■ ACTIONS TO TAKE ■
a - Please reproduce word for word the part of the forum post on realistic piano recordings starting with "0 Members and" and going on through "disciple or two...)...".
b - Answer these questions from the forum post on realistic piano recordings:
(i) Whose complete Scriabin sonata set does the post say was also recorded by Silver?
(ii) Which label does the poster recall may have done a weaker transfer than the original LP?
(iii) What kind of recordings does the poster say the post emphasizes?

■ PROVIDED PASSAGE ■
Author Topic: The Most Realistic Sounding Solo Piano Recordings on CD  (Read 17136 times)

0 Members and 1 Guest are viewing this topic.

Offline Dancing Divertimentian

  • Veteran member
  • *
  • Posts: 5981
  • Posts: who's counting?
  • Currently Listening to:
    probably something somebody somewhere is snickering at...wait, Schoenberg! Definitely Schoenberg! (And, let's see, does he have a disciple or two...)...
Re: The Most Realistic Sounding Solo Piano Recordings on CD
« Reply #20 on: December 08, 2010, 11:21:09 PM »
However, Moravec wasn't the only pianist recorded by Silver: Ruth Laredo's Scriabin complete sonata traversal (on a Baldwin IIRC)...

I have Laredo's set on CD. It IS extremely high-quality-sounding in terms of "realism" (extraordinary, actually). But didn't I read somewhere that Nonesuch could've done an even better job with the transfer, as it failed to live up to the original LP? Or am I remembering that wrong? Either way I haven't heard the original Connoisseur release so I haven't any first-hand knowledge myself.

Quote
I'll let others make suggestions for purely digital recordings. However much more GENERALLY reliable piano solo recordings have became in the mature digital age (the early digit-ridden efforts weren't always kind to the tone), I can't recall many "Wow, that's realistic!" reactions to specific recordings, either. Hence my emphasis on analog recordings here.

■ MATERIAL ■
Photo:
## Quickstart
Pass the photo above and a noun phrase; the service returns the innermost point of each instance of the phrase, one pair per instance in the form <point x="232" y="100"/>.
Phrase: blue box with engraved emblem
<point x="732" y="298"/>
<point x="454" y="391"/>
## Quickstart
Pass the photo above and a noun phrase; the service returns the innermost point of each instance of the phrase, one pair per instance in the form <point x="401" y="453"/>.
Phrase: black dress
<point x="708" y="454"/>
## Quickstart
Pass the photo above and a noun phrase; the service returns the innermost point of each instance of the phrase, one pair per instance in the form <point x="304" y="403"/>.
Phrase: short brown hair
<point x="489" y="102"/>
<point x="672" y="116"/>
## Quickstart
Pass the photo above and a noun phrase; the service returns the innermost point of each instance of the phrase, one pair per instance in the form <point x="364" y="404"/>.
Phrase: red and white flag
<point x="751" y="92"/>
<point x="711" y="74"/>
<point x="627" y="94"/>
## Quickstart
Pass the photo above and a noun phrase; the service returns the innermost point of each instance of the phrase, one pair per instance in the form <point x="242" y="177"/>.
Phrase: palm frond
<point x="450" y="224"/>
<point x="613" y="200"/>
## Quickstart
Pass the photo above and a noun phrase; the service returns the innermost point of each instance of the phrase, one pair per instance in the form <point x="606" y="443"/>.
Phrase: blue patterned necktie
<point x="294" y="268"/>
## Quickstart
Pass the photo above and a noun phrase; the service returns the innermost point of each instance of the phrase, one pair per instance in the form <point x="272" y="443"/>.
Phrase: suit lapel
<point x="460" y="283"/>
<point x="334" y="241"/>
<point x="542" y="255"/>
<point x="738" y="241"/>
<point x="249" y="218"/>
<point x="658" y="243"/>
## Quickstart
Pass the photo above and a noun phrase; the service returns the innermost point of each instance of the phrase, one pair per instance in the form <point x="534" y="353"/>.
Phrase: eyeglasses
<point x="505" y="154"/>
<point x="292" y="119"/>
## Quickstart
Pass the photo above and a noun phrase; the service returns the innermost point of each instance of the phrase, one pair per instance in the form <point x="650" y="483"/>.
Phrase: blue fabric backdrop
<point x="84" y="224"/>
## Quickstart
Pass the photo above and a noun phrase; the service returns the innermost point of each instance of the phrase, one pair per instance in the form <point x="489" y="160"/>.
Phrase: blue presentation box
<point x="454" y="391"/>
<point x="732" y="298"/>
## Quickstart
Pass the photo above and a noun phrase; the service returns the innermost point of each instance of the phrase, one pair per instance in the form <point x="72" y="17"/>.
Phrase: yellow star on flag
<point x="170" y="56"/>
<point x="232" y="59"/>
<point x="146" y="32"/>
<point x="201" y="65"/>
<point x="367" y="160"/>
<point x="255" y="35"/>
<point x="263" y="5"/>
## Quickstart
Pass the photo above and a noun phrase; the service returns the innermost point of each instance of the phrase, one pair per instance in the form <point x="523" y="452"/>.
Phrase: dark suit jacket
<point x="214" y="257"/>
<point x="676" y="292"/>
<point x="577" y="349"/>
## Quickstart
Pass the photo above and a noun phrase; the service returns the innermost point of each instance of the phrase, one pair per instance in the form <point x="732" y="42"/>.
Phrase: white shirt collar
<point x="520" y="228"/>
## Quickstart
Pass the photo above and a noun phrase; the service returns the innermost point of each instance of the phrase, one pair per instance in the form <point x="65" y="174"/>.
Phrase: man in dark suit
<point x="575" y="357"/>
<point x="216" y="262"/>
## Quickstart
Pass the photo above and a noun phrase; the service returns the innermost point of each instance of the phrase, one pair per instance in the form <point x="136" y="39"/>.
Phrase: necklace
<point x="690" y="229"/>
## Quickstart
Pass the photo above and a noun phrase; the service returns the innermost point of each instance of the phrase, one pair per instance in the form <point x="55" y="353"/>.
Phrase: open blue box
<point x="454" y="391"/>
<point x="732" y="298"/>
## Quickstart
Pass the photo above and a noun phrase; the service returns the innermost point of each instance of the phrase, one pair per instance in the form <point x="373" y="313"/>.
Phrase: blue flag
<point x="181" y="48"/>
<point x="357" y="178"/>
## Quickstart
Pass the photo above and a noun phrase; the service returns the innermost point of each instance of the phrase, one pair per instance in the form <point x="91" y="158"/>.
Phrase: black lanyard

■ ANSWERS TO THE PROBLEMS ■
a -
0 Members and 1 Guest are viewing this topic.

Offline Dancing Divertimentian

  • Veteran member
  • *
  • Posts: 5981
  • Posts: who's counting?
  • Currently Listening to:
    probably something somebody somewhere is snickering at...wait, Schoenberg! Definitely Schoenberg! (And, let's see, does he have a disciple or two...)...

b -
(i) Ruth Laredo's
(ii) Nonesuch
(iii) Analog recordings